■ SELECTED PASSAGE
################
Creating the shaded version of the system proceeds the same way it did when we created the shaded_ridge_art() function. We call ice_floe() to create a matrix of elevations, construct an appropriately shaded elevation map using height_shade(), and then call add_shadow() to add a shadow map generated using ray_shade(). Then we call plot_map() to create the output:

shaded_ice_floe <- function(seed) {
  
  art <- ice_floe(seed)
  
  height_shade(
    heightmap = art,
    texture = sample_canva2(seed, 256)
  ) |>
    add_shadow(
      shadowmap = ray_shade(
        heightmap = art, 
        sunaltitude = 30, 
        sunangle = 90,
        multicore = TRUE, 
        zscale = .005
      ), 
      max_darken = .05
    ) |>
    plot_map()
}

shaded_ice_floe(170)

Turns out it’s quite pretty. Here are a few more outputs:

shaded_ice_floe(100)
shaded_ice_floe(101)
shaded_ice_floe(102)

shaded_ice_floe(106)
shaded_ice_floe(107)
shaded_ice_floe(108)

Exercise

Code for this system is included in the shaded-icescape.R script.
################
■ DIRECTION
In the passage on the shaded ice floe function, which function generates the shadow map passed to add_shadow()?

■ DATASET ENTRIES
################
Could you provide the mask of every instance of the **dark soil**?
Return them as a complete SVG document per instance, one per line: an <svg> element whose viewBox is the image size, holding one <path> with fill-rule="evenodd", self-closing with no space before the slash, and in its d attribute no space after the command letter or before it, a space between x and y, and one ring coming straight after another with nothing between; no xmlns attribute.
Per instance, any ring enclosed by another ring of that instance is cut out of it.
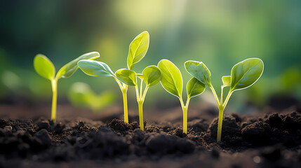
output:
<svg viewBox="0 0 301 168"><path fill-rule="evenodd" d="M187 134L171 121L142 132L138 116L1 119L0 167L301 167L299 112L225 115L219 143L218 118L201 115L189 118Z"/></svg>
################
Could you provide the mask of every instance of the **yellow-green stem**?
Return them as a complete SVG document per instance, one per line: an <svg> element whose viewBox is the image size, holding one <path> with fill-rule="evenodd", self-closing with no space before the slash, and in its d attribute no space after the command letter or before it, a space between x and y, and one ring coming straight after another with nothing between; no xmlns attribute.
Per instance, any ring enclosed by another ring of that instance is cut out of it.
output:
################
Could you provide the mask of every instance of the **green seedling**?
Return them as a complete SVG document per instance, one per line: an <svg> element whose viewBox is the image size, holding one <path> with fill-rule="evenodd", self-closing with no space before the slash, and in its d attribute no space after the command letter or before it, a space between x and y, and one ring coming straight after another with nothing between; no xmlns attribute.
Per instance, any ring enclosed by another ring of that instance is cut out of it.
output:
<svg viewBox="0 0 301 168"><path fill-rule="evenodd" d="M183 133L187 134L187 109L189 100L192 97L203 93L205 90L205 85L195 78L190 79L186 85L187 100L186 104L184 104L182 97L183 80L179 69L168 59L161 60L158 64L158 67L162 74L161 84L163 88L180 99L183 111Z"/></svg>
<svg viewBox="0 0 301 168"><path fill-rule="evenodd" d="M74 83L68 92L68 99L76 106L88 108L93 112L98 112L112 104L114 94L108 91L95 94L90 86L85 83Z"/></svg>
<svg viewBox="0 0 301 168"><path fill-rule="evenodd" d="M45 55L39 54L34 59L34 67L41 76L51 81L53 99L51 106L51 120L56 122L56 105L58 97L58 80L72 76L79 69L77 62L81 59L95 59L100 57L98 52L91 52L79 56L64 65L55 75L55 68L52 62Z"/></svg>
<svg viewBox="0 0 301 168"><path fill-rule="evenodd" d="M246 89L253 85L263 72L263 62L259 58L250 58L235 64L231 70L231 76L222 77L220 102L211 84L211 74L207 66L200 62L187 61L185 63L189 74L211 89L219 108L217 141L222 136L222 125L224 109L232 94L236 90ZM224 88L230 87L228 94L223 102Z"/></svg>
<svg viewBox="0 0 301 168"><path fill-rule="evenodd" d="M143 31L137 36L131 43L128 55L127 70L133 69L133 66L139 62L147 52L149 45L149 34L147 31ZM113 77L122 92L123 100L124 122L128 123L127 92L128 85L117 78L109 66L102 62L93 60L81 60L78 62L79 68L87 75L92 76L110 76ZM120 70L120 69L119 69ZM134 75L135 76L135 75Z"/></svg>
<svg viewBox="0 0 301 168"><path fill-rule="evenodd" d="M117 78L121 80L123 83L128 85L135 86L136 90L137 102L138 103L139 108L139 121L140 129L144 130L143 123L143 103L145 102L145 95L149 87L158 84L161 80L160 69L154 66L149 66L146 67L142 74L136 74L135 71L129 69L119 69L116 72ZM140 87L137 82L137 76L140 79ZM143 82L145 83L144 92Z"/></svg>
################
■ PROBLEM SOLUTION
ray_shade()